## START

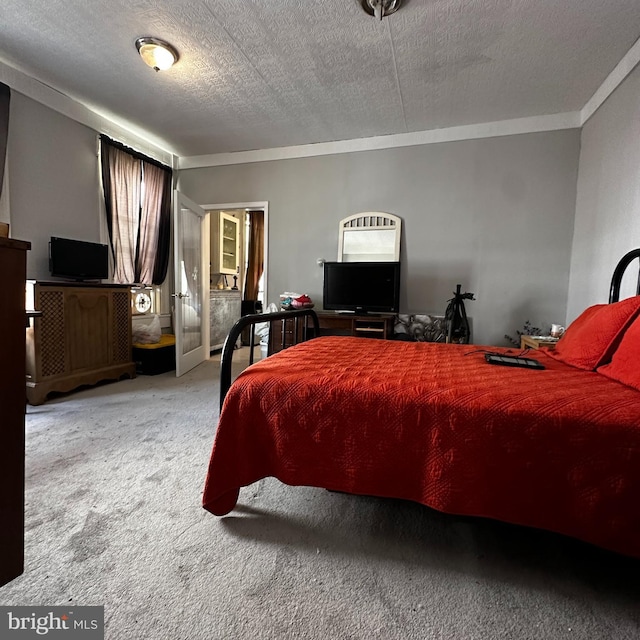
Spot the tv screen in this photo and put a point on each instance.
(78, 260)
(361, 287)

## END
## START

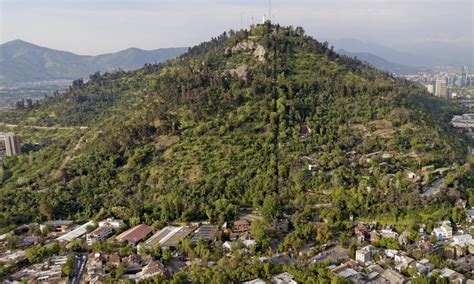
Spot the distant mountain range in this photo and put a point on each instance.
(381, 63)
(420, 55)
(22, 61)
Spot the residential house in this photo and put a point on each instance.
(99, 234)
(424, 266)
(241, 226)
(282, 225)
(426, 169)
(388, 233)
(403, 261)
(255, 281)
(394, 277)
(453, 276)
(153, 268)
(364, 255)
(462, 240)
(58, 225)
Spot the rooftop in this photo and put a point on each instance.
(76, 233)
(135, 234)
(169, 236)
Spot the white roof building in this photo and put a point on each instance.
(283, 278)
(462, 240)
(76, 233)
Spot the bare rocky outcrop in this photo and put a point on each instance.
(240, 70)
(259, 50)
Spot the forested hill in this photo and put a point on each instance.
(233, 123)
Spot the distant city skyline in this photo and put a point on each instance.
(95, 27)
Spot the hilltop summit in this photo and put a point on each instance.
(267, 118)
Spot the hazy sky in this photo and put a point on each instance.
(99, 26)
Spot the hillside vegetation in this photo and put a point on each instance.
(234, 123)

## END

▶ TASK GOAL
Locate each line in the records above that contains the word "distant", with case counting, and copy those lines.

▶ RESULT FOR THIS TASK
Spot the distant mountain range in this photo and put a point on each instance.
Spot the distant city skyline in this photo and put a point on each instance.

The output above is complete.